Dataset rows:
____________________

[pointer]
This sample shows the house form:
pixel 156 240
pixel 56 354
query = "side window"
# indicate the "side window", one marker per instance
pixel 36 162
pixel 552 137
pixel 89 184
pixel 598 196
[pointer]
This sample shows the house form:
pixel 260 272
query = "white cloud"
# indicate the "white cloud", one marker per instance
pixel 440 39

____________________

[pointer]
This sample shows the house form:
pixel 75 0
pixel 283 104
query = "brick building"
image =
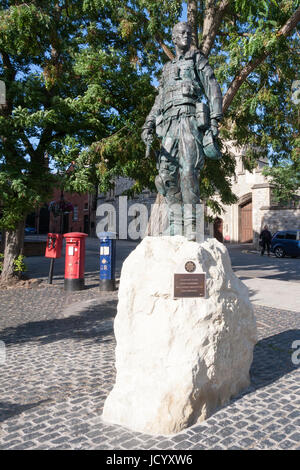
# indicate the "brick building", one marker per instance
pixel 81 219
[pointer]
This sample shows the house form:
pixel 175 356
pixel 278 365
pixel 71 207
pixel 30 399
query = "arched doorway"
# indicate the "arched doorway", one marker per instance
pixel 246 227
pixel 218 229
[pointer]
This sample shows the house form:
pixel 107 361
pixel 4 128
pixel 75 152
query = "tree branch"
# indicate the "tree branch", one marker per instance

____________________

Exercise goal » How many lines of the listing contain the string "side"? Matching is case-sensitive; give only the number.

Written answer » 2